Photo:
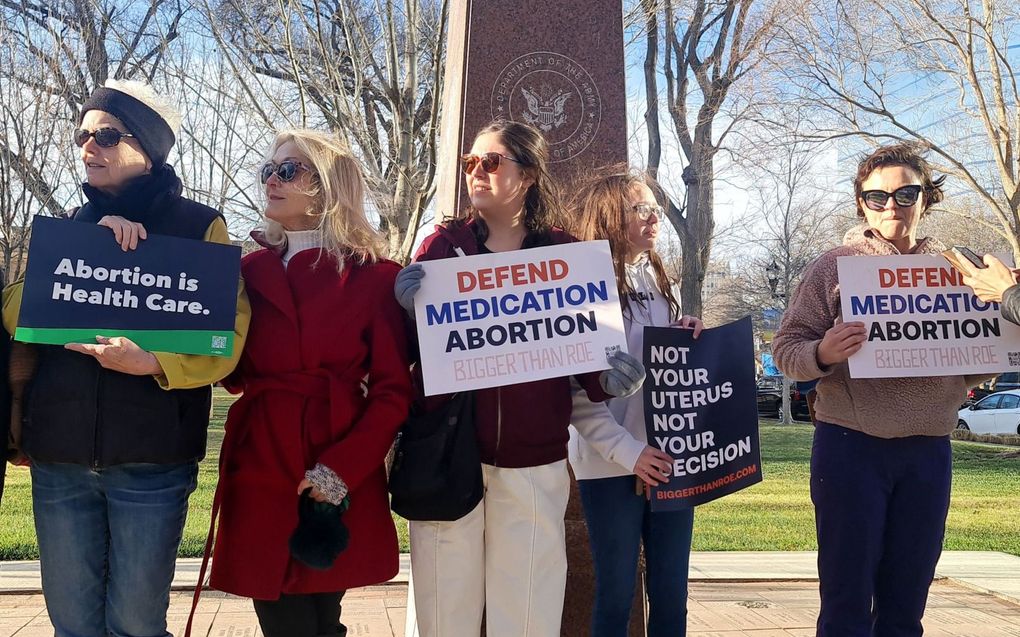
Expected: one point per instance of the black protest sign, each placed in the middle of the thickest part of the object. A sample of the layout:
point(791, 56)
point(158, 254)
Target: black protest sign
point(701, 408)
point(169, 295)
*-*-*
TASK OBJECTIVE:
Reproduce the material above word for word, leaving out the picture.

TASK RESPONSE:
Photo:
Expected: one point per instance of the black protest sign, each placed in the middle of the thickest part of the object. A sample of the layout:
point(791, 56)
point(158, 254)
Target: black protest sign
point(701, 408)
point(169, 295)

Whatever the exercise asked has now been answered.